_REQUIREMENT 1:_
Reproduce verbatim the passage of the essay on the Bologna Process starting at "In Germany, scientific" and ending at "of educational institutions.".
══════
Bologna, or The capitalization of education

In Germany, scientific and professional bodies acting on behalf of the state have traditionally mediated between the academic and professional sectors in order to keep academia and the commercial sector separate. Now, independent accreditation agencies certify BA and MA courses according to market-based criteria. The result of the exposure of German universities to purely economic demands will, like elsewhere, be an increasing hierarchization of educational institutions.

At the end of 2009, German students once again took to the streets and occupied their universities in protest at current study conditions. At core, the protests were aimed at the massive changes in the organization of higher education introduced by the Bologna Process. And rightly so. It is by no means mere “technical mistakes” that are to blame for the difficulties in “implementing” the university reforms, as the German minister for education, Annette Schavan, has claimed. Quite the opposite: this argument shifts the responsibility for the current crisis from politics to the university, while avoiding a discussion of the underlying problems.

In Germany, the Bologna Process signifies a cultural revolution. It completes a fundamental transformation, one that has long been underway, in how education and employment is provided – and finally overcomes opposition to this transformation, albeit not among the students.

The “Bologna Process for the Creation of a European Higher Education Area” is supposed to open up national education systems to the process of European integration. However the restructuring it has initiated does not only consist in the formal standardization of university degrees: the result of Bologna is an increasing stratification and hierarchization of national educational institutions. The transnational integration of the national education systems is accompanied by national disintegration. That, in a nutshell, is what makes the entire process so controversial.

The battle for prestige: How markets mediate between education and employment

Under the new conditions, education no longer tends to be designed as a collective social good (by academic and professional associations) and is instead traded as an individual good and a commodity on the global education market. In the new academic capitalism, everything revolves around the profits brought by investments in human capital. The battle for educational prestige becomes more acute and drives up the cost of education. The only ones able to succeed in such a system are those who, thanks to wealthy parents, got a head start in kindergarten, primary and secondary school. One just needs to look at the US and the UK to observe this.
══════
_REQUIREMENT 2:_
From the entries below, extract every line that contains the string "building". The match is case-sensitive.
══════
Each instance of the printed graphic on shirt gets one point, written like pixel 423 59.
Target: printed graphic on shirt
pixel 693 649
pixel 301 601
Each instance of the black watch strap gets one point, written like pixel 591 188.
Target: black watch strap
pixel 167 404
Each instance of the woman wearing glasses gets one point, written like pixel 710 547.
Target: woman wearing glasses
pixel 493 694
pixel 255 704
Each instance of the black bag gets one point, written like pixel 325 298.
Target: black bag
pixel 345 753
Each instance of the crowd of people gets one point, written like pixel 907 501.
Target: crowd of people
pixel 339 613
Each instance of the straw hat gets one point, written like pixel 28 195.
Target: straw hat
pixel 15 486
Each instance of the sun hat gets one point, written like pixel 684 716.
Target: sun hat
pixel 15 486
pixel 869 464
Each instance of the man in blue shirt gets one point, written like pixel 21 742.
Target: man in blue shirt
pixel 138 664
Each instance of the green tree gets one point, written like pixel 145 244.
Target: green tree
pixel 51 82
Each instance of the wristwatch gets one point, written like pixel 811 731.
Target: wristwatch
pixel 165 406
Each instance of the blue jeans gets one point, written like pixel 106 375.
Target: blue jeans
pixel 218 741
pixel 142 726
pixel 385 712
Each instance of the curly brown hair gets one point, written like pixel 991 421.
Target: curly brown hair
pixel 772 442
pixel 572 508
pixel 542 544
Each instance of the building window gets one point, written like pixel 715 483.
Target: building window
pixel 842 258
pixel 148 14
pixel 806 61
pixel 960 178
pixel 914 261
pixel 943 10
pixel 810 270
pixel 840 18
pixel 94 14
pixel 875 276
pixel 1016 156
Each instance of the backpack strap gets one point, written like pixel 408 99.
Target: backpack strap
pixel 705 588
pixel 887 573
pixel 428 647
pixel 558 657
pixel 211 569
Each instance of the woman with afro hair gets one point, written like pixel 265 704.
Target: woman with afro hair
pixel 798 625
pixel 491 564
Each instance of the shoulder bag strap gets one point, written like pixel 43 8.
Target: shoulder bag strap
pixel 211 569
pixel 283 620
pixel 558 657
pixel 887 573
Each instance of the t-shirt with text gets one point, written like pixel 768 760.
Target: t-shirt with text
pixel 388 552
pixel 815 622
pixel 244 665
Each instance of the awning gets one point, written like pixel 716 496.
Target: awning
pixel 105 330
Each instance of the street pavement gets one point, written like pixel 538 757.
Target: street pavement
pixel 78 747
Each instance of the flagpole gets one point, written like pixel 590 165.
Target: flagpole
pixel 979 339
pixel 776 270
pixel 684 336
══════
_CORRECT RESULT 1:_
In Germany, scientific and professional bodies acting on behalf of the state have traditionally mediated between the academic and professional sectors in order to keep academia and the commercial sector separate. Now, independent accreditation agencies certify BA and MA courses according to market-based criteria. The result of the exposure of German universities to purely economic demands will, like elsewhere, be an increasing hierarchization of educational institutions.

_CORRECT RESULT 2:_
Each instance of the building window gets one point, written like pixel 715 483.
Target: building window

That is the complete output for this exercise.